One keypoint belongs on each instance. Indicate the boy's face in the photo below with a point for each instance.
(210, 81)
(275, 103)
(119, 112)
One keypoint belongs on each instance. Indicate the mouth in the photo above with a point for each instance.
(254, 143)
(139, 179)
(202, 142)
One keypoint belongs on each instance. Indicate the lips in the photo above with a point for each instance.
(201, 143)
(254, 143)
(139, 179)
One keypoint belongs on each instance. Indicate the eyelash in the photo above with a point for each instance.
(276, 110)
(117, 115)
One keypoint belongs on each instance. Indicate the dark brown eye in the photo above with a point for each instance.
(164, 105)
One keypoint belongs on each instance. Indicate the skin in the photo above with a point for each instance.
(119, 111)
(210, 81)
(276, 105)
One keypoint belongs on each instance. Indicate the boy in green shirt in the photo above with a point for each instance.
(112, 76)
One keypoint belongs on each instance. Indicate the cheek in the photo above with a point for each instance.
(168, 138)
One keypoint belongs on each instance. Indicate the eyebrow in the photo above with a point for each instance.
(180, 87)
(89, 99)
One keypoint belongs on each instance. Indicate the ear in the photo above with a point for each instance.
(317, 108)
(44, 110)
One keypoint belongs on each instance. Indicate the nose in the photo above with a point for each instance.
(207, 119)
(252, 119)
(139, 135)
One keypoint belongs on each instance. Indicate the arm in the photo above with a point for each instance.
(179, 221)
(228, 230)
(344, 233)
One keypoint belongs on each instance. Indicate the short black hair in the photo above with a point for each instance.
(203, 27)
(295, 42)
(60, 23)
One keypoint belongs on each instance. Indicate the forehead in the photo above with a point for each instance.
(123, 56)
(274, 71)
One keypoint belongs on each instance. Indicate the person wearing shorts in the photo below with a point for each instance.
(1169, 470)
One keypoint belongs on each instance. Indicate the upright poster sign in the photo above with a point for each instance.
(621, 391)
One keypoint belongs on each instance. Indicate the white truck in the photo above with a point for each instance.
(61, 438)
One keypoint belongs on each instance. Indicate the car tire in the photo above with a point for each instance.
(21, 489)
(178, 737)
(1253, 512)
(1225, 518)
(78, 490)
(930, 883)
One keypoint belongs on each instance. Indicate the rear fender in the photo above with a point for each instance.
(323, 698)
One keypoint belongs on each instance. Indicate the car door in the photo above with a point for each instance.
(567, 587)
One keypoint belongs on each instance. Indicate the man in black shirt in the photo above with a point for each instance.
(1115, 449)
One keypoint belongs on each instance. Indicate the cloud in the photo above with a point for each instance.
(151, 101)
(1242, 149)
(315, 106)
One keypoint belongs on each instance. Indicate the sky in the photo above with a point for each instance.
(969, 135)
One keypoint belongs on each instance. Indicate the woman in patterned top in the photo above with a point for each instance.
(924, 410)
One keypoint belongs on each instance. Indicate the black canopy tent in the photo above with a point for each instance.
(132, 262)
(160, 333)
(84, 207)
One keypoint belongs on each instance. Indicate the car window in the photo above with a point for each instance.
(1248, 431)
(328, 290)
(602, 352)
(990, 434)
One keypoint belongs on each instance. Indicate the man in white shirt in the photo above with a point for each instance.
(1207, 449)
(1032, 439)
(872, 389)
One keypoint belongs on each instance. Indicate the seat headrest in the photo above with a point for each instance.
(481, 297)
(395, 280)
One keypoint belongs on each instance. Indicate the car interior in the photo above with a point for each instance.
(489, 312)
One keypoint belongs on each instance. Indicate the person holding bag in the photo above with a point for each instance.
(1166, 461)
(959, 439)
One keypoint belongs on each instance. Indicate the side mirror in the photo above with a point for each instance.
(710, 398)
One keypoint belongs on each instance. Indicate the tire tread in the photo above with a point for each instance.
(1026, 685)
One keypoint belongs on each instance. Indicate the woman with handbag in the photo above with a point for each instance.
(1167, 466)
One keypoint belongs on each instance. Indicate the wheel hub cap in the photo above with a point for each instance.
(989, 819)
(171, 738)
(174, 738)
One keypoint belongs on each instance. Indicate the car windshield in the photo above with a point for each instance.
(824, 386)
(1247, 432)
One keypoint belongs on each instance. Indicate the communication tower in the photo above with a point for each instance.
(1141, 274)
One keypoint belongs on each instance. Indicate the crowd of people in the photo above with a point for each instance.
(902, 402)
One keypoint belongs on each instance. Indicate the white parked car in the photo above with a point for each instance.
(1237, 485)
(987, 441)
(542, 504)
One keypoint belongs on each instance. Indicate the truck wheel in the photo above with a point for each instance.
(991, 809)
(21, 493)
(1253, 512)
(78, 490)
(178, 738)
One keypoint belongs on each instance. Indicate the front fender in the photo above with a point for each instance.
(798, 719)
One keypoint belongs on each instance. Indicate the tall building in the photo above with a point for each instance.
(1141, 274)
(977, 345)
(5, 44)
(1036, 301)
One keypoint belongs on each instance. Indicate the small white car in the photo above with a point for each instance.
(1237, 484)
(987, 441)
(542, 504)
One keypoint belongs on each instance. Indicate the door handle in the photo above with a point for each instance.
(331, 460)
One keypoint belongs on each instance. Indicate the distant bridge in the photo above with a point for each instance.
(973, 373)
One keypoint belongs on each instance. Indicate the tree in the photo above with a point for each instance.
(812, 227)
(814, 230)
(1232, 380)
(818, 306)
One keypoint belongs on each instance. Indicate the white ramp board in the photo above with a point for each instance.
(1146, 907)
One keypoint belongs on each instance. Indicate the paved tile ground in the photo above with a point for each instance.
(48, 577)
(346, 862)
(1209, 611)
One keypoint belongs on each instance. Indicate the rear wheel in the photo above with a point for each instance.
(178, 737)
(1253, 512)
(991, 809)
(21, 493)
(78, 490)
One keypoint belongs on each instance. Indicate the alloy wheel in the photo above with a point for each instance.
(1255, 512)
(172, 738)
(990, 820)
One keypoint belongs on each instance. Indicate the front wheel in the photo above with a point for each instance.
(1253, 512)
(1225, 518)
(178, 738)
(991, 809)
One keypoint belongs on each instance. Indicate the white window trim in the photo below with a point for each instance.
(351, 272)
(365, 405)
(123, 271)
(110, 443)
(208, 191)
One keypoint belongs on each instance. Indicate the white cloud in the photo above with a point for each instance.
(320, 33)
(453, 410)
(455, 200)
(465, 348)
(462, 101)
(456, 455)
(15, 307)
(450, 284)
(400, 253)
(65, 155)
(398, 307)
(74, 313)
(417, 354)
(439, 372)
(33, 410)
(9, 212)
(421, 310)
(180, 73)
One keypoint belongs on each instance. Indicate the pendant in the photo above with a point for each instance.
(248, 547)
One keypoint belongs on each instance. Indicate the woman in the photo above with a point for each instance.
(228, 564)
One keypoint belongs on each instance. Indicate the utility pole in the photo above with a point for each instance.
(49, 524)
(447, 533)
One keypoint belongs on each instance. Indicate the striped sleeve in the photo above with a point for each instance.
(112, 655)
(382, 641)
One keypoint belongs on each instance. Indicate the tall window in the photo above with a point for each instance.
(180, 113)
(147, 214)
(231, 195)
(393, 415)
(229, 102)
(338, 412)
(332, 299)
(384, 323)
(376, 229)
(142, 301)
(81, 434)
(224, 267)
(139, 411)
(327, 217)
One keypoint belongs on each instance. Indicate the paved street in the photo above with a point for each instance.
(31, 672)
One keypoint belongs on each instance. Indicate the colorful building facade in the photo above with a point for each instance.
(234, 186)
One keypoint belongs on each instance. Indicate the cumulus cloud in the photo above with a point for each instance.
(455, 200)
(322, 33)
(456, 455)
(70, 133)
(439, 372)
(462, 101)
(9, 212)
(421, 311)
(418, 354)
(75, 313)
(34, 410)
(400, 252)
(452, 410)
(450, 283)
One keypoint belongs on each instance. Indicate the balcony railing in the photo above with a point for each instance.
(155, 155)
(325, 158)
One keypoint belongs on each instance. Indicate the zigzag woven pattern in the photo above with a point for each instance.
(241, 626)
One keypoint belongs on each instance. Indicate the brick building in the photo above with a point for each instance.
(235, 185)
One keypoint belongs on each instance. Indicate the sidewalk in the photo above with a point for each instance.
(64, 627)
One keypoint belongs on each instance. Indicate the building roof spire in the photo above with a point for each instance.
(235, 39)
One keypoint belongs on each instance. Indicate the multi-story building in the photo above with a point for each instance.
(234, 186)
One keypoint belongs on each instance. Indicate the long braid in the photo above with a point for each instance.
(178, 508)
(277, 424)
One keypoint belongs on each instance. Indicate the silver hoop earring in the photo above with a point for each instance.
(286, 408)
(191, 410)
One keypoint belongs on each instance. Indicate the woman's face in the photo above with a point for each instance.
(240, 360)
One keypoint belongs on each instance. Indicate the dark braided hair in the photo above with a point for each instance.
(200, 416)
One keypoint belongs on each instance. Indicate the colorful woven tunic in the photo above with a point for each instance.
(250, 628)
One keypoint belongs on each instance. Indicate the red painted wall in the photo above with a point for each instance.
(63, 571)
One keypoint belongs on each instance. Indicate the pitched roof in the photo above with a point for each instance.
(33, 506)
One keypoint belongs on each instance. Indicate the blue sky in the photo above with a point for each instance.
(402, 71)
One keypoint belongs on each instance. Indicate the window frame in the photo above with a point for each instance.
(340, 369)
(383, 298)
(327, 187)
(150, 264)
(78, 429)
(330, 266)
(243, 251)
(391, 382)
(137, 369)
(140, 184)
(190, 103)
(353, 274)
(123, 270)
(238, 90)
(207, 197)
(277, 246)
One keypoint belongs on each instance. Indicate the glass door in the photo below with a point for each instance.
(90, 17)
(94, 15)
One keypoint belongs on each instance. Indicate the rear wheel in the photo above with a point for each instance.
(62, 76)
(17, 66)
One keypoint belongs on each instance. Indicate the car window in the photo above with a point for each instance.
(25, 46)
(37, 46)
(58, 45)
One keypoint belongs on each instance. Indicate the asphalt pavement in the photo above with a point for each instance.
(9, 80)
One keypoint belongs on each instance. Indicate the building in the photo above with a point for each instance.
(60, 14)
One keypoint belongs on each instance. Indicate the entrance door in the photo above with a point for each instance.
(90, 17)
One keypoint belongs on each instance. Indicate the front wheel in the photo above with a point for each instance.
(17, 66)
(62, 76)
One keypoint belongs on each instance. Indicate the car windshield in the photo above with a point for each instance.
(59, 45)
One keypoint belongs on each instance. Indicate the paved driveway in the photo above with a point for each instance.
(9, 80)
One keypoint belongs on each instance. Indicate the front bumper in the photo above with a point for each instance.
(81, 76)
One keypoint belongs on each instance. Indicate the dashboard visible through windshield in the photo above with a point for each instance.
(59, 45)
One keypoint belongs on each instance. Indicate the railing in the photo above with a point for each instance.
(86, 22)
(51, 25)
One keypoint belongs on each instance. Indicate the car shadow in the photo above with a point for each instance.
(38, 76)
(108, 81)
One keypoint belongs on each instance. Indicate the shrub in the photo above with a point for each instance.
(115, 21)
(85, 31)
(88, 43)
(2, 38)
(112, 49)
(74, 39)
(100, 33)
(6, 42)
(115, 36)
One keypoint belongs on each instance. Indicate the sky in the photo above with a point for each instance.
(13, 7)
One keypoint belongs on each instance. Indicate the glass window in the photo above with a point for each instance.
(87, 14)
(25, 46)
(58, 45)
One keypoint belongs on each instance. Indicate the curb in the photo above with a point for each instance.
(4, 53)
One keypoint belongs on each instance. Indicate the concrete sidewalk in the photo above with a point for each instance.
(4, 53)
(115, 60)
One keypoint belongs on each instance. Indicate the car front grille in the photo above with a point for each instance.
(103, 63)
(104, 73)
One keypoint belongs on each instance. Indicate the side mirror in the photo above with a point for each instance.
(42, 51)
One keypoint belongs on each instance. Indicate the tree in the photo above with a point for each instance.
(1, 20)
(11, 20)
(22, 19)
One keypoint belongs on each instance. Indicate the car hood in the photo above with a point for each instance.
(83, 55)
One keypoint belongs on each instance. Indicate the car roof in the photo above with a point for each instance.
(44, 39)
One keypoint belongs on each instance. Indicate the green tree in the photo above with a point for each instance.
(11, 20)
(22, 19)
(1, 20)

Task objective
Locate the line that contains "One keypoint belongs on each instance. Indicate the concrete", then please quote it and every line after it to the end of the entries above, exactly and with nothing else.

Solution to this task
One keypoint belongs on each instance. Indicate the concrete sidewalk in the photo above with a point for each instance.
(4, 53)
(115, 60)
One keypoint belongs on each instance. Indicate the car front grille in the photo above with a point for each instance.
(103, 63)
(104, 73)
One keypoint belongs on each instance. Indicate the side mirror in the photo above with a point for each instance.
(42, 51)
One keypoint belongs on each instance. Indicate the tree in the photo above with a point for each instance.
(1, 20)
(11, 20)
(22, 19)
One keypoint belongs on each instance. Indicate the car hood in the photo above with a point for each instance.
(83, 55)
One keypoint belongs on each instance. Indicate the car roof in the photo above with a point for each instance.
(44, 39)
One keypoint belongs on each instance. Indicate the green tree in the photo above with a point for each instance.
(11, 20)
(22, 19)
(1, 20)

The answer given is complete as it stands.